### Work item
The expected answer is the full listing, repeated exactly and free of images.

### Data extracts
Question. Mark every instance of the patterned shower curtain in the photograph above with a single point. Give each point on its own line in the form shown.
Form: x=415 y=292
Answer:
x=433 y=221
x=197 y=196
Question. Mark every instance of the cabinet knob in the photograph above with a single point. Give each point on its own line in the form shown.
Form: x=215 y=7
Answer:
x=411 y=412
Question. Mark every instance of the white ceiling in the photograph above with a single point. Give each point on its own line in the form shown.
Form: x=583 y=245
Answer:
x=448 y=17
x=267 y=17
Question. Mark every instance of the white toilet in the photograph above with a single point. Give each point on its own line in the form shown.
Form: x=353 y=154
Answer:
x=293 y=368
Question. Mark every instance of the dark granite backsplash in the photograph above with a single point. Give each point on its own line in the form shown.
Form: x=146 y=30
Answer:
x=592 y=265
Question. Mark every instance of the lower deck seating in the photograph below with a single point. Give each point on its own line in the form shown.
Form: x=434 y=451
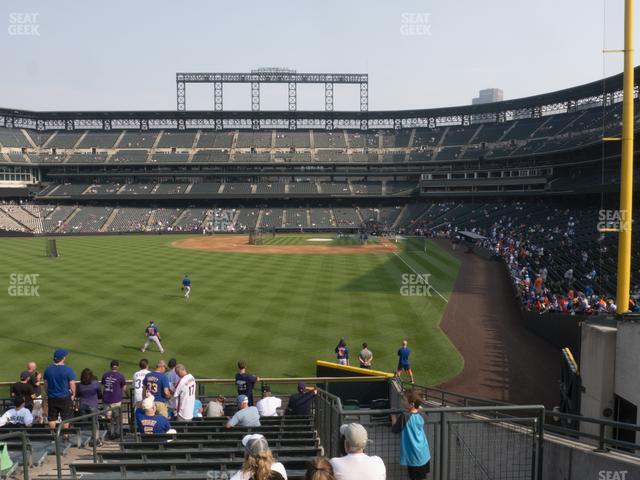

### Response
Question. Mark every instance of the patterned shower curtain in the photograph above with a single point. Give each point on its own line in the form shown.
Form: x=415 y=292
Answer:
x=433 y=221
x=197 y=196
Question. Mark every instance of the cabinet knob in the photograph above with a single point. Give each point on its own line in the form shown.
Form: x=215 y=7
Answer:
x=411 y=412
Question. Mark every instance of the white ceiling in the photograph above with a single point. Give each point on its own line in the form shown.
Form: x=583 y=245
Answer:
x=448 y=17
x=267 y=17
Question. Mark every instance of the white toilet in the photograph above with a single point. Give each point on its own line in the form shown.
Form: x=353 y=154
Answer:
x=293 y=368
Question. Mark every instance of the dark granite backsplash in the photograph above with a single point. Give each point on its own line in the form shown.
Form: x=146 y=30
Answer:
x=592 y=265
Question. Mark every instance of the lower deck seating in the photograph below with a single point. Give each point on its own line in the form shown.
Form: x=434 y=451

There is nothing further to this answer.